↓↓↓
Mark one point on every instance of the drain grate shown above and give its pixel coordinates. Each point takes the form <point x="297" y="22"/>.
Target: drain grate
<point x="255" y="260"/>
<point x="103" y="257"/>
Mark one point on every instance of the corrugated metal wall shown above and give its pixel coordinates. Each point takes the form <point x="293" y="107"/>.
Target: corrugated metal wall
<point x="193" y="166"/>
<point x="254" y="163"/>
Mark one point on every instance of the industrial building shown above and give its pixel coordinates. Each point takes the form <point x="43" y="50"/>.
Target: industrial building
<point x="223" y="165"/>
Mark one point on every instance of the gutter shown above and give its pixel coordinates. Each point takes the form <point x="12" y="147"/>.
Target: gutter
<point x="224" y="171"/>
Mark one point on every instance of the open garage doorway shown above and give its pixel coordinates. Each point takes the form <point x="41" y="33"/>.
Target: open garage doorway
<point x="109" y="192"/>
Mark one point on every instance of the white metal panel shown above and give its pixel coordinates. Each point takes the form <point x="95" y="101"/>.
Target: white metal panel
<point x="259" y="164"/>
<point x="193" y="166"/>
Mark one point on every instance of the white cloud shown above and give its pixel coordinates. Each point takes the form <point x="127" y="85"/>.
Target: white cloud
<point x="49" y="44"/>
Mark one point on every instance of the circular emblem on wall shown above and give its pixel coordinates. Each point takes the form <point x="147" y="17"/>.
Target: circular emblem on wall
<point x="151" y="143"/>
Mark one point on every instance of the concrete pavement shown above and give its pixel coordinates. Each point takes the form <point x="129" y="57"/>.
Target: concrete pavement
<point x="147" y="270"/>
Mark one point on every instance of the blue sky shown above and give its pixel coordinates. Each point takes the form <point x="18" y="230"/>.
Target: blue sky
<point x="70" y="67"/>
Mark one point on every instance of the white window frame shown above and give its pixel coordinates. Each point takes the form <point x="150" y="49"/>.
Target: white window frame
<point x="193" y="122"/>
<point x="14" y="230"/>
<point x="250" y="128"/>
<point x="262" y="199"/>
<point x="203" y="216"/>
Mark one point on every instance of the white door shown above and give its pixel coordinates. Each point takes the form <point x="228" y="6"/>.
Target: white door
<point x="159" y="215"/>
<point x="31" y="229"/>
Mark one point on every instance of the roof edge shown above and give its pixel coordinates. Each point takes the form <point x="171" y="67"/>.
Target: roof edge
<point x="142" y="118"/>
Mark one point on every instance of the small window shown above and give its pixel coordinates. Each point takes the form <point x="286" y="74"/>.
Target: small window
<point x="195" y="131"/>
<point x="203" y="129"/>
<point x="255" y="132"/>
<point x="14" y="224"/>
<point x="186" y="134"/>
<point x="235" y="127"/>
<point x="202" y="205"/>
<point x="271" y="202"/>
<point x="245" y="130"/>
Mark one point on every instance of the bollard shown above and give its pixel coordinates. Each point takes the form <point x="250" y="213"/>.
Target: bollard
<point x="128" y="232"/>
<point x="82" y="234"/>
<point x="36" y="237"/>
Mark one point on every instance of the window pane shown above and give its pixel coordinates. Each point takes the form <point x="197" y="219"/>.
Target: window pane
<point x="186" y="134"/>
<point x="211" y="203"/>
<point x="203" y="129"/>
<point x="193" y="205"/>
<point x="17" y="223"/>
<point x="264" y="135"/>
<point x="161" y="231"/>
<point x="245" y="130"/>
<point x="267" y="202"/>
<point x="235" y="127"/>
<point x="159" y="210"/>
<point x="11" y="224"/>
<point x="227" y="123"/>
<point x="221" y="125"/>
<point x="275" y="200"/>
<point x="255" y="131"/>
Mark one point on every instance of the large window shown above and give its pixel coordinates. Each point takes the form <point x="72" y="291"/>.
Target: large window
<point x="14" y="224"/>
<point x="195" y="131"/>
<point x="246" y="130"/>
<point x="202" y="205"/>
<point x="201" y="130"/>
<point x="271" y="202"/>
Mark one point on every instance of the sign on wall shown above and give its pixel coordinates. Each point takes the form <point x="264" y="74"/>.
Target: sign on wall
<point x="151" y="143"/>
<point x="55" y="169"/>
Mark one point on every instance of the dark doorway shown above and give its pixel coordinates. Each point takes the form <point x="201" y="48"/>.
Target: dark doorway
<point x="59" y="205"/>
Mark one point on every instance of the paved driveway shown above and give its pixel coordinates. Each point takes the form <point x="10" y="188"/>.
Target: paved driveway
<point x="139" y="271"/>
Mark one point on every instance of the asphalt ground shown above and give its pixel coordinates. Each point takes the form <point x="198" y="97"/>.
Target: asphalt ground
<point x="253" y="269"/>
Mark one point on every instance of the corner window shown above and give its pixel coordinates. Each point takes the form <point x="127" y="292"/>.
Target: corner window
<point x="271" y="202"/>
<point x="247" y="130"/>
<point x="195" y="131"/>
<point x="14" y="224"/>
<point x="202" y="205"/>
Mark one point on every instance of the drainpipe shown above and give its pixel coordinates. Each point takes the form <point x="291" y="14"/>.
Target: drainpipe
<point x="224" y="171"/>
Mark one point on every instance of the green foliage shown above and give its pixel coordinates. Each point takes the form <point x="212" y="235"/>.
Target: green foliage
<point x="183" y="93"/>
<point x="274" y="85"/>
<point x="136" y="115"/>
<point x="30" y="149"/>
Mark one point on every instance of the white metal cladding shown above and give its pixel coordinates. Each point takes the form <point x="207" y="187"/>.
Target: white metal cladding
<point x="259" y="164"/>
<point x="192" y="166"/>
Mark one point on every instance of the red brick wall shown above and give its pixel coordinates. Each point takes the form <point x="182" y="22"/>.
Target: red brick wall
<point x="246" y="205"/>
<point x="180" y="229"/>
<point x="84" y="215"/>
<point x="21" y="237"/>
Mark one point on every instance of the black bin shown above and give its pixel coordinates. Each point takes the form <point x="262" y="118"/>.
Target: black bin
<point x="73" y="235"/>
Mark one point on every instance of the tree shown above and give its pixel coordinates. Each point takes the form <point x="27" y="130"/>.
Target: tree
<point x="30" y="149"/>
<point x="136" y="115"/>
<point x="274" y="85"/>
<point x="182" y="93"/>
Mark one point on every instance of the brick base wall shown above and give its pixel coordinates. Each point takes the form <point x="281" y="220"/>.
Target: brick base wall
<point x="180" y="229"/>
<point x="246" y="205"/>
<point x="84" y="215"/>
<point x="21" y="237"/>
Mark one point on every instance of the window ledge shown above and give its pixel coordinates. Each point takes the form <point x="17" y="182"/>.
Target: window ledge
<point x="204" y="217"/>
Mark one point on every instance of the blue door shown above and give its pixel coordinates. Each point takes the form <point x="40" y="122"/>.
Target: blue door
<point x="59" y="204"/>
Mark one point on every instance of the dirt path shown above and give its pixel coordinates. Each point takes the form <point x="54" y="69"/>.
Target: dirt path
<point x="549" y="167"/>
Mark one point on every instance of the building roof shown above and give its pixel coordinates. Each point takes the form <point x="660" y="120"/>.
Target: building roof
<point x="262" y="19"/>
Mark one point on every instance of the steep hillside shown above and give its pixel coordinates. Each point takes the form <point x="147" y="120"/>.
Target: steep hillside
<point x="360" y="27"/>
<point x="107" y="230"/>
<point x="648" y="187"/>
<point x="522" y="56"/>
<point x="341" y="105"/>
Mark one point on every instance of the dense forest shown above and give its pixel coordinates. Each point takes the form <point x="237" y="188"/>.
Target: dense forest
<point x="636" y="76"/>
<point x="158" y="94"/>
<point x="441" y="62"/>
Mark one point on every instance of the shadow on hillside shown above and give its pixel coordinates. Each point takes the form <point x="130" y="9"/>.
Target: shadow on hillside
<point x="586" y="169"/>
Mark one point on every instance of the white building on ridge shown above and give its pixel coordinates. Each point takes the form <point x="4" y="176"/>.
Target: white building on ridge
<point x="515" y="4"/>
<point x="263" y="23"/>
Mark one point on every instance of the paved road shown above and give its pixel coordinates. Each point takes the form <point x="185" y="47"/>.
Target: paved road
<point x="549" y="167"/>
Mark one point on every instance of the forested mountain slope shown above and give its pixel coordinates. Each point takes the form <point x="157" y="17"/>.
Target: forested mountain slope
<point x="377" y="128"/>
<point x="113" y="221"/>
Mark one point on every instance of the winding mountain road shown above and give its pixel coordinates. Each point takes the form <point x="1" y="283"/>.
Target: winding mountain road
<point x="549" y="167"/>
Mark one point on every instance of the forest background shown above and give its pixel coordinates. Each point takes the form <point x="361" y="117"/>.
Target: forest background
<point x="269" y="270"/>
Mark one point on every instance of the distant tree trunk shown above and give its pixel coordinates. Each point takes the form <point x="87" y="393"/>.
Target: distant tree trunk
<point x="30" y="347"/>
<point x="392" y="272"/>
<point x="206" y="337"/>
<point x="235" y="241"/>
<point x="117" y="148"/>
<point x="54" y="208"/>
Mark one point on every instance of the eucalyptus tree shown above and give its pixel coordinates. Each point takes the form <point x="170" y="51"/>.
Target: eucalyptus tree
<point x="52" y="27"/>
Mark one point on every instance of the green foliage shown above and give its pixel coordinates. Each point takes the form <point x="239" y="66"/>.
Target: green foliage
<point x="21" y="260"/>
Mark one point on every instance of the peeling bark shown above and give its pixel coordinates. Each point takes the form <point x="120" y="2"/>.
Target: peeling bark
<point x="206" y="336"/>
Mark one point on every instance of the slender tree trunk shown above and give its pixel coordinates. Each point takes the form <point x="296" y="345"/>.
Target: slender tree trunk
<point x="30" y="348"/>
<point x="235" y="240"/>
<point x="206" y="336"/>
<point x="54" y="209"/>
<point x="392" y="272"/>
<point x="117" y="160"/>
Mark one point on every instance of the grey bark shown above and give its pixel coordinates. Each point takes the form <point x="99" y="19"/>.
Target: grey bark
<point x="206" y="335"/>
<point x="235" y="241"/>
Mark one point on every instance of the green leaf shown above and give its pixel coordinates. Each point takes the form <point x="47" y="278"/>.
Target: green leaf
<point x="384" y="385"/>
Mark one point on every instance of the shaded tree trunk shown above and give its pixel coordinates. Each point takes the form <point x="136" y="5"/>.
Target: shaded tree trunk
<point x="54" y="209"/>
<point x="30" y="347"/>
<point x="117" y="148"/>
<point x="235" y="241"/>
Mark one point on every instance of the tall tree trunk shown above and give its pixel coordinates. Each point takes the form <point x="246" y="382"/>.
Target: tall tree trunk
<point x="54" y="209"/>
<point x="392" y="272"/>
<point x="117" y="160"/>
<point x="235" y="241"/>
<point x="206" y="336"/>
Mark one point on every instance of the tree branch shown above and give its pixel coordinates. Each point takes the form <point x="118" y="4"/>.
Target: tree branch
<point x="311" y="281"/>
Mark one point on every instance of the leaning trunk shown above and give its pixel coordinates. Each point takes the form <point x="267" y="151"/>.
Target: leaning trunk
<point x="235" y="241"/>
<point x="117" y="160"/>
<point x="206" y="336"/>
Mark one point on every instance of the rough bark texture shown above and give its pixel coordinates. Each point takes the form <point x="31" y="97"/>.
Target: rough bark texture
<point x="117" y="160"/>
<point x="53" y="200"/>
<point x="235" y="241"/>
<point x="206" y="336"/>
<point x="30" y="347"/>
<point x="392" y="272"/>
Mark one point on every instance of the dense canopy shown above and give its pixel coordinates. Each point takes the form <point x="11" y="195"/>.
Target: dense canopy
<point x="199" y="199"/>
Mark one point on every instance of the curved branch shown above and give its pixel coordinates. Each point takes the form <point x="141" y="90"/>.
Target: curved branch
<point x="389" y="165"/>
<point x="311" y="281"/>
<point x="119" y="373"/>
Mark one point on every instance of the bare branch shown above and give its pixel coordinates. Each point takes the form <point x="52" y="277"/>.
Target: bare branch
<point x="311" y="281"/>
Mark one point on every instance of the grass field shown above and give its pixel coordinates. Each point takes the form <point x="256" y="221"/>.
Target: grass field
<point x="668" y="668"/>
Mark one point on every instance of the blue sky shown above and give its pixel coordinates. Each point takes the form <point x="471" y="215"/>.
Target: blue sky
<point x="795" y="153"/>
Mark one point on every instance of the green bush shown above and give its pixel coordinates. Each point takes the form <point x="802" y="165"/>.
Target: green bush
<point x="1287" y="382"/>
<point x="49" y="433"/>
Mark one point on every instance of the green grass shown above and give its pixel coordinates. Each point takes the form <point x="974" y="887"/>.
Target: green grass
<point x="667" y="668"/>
↑↑↑
■ Given task:
The line containing "Mark one point on every instance of the bare" marks the start; retype it and each line after it through the end of the records above, exactly.

■ Response to this exercise:
Mark one point on every instance of the bare branch shown above and give its pixel coordinates. Each point takes the form <point x="52" y="277"/>.
Target: bare branch
<point x="311" y="281"/>
Mark one point on every instance of the grass field shown above and give its pixel coordinates. Each point takes the form <point x="256" y="221"/>.
Target: grass field
<point x="668" y="668"/>
Mark one point on every instance of the blue sky shown above and give its pixel coordinates. Each point takes the form <point x="471" y="215"/>.
Target: blue sky
<point x="795" y="153"/>
Mark one point on every instance of the green bush shown above and give its pixel coordinates. Each point takes the form <point x="802" y="165"/>.
Target: green bush
<point x="1287" y="382"/>
<point x="49" y="433"/>
Mark one point on every instance of the green grass shown above and give its pixel coordinates. Each point takes the form <point x="974" y="887"/>.
Target: green grass
<point x="667" y="668"/>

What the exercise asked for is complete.